Swap every "disc" for "circle" in all the items below and write them out again, changing nothing else. Leave the pictures out.
start Dataset extract
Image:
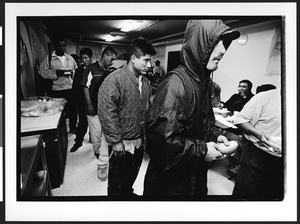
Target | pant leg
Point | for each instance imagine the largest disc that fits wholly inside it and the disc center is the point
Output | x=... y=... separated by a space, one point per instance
x=82 y=123
x=70 y=109
x=122 y=174
x=95 y=131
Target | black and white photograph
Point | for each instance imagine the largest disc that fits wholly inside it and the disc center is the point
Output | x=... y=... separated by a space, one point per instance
x=150 y=111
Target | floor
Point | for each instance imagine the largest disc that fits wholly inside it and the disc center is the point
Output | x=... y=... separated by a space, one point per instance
x=81 y=175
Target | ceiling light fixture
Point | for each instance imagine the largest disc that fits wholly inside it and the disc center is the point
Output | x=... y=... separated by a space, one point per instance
x=132 y=25
x=110 y=38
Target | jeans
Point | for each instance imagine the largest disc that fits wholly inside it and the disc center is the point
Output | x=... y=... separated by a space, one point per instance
x=82 y=121
x=123 y=172
x=69 y=109
x=99 y=143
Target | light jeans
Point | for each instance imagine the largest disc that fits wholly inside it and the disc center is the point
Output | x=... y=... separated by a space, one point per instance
x=99 y=143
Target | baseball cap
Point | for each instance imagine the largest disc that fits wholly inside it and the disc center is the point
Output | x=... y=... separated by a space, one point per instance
x=230 y=35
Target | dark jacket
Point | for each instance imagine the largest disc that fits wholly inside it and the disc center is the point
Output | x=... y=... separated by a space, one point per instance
x=121 y=108
x=181 y=120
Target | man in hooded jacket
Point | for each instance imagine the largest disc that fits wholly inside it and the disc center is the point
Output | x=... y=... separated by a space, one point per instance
x=181 y=136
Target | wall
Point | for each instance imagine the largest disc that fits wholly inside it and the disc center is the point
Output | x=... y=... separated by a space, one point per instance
x=247 y=62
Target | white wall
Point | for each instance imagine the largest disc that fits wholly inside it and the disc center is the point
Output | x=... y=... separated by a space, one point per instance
x=247 y=62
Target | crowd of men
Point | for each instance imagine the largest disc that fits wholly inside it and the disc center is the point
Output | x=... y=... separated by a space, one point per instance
x=177 y=129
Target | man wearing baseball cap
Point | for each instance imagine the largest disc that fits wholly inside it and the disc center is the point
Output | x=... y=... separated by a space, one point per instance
x=181 y=135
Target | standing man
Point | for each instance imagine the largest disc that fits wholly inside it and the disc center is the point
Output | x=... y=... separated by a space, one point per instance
x=238 y=100
x=93 y=77
x=60 y=67
x=122 y=108
x=261 y=174
x=158 y=71
x=181 y=135
x=79 y=99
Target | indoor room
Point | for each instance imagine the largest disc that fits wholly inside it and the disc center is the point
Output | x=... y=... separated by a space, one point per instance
x=49 y=166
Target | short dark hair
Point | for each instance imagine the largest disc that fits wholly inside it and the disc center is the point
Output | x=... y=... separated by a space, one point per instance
x=249 y=83
x=75 y=56
x=57 y=40
x=141 y=46
x=108 y=51
x=87 y=51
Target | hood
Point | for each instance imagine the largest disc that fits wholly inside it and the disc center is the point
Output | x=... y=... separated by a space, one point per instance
x=200 y=38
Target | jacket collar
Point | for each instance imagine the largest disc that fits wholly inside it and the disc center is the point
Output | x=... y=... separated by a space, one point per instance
x=131 y=74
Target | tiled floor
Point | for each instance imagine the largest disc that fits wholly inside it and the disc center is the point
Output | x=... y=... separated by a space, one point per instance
x=81 y=175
end Dataset extract
Full output →
Image:
Target | pant leg
Point | for each instance imagine the largest circle that fits wholly inside it and the circle center is the point
Output | x=... y=... separated by a space, one point per instance
x=82 y=123
x=70 y=109
x=122 y=174
x=95 y=131
Target | black and white photograph
Point | for each instance imagine the largest circle that fits wholly inside it and the circle center is the point
Output | x=... y=... separated by a space, one point per instance
x=150 y=111
Target | floor
Point | for each instance imagine the largest circle that fits wholly inside it and the circle center is the point
Output | x=... y=... separated by a space, one point per instance
x=81 y=175
Target | ceiling light fixture
Point | for each instance imagine the largest circle that fits wholly inside it and the circle center is the point
Output | x=... y=... separated by a space, one point per instance
x=132 y=25
x=110 y=38
Target | jeans
Point | for each instance imagine the largest circle that fits wholly inside it and the circle center is the point
Output | x=... y=... separated by a space, one point per instance
x=82 y=121
x=123 y=172
x=69 y=109
x=99 y=143
Target | light jeans
Point | for each instance imagine the largest circle that fits wholly inside it and the circle center is the point
Output | x=... y=... separated by a space, one point per instance
x=99 y=143
Target | baseball cap
Point | for each instance imagine the largest circle that fits wholly inside it and the circle center is the point
Output | x=... y=... separated by a space, one point per instance
x=230 y=35
Target | dark jacket
Point | for each instance imagine the largest circle that fits wholly inside it and the circle center is the point
Output | x=... y=... separated by a space, one point per instance
x=121 y=108
x=181 y=120
Target | man in hooded jacket
Point | for each instance imagine the largest circle that fits wholly inside it and the circle center is the point
Output | x=... y=... separated by a space, one point per instance
x=181 y=136
Target | wall
Point | for each instance imagine the largest circle that fits wholly inside it and the circle center is the point
Output | x=... y=... separated by a space, one point per instance
x=247 y=62
Target | white wall
Point | for each instance imagine the largest circle that fits wholly inside it and the circle center is the point
Output | x=... y=... separated by a space, one point per instance
x=247 y=62
Target | crowd of men
Point | for each instance imagine the largest circle that fits wholly inside it and the circle center is the point
Output | x=... y=... separated by a space, one point per instance
x=177 y=129
Target | man wearing baseball cap
Point | for each instance imagine the largest circle that fits wholly inside it and the circle center is the point
Output | x=... y=... separated by a space, one point per instance
x=181 y=135
Target | standing man
Point | for each instance imagine the largest circle that fits wholly inside it and the circle center is the point
Output | x=... y=... separated by a space, one point per instance
x=238 y=100
x=93 y=77
x=60 y=67
x=122 y=108
x=261 y=174
x=158 y=71
x=181 y=135
x=79 y=99
Target | indoor room
Point | for each instance imagine the largest circle that fits wholly inside it and the circle center is the point
Output | x=... y=... separated by a space, one point per instance
x=49 y=166
Target | short dark hair
Point | for each instance imagine the largest circle that fits wholly inside it and the circle center is the point
Output | x=... y=... separated by a space, one point per instance
x=249 y=83
x=75 y=56
x=57 y=40
x=141 y=46
x=108 y=51
x=87 y=51
Target | hood
Point | for each instance imagine the largest circle that fits wholly inside it and the circle center is the point
Output | x=... y=... separated by a space, one point per instance
x=200 y=38
Target | jacket collar
Point | for each instance imagine the largest circle that fits wholly inside it and the circle center is the point
Output | x=... y=... separated by a space, one point per instance
x=131 y=74
Target | tiled floor
Point | for each instance imagine the largest circle that fits wholly inside it and the circle center is the point
Output | x=... y=... separated by a space, one point per instance
x=81 y=175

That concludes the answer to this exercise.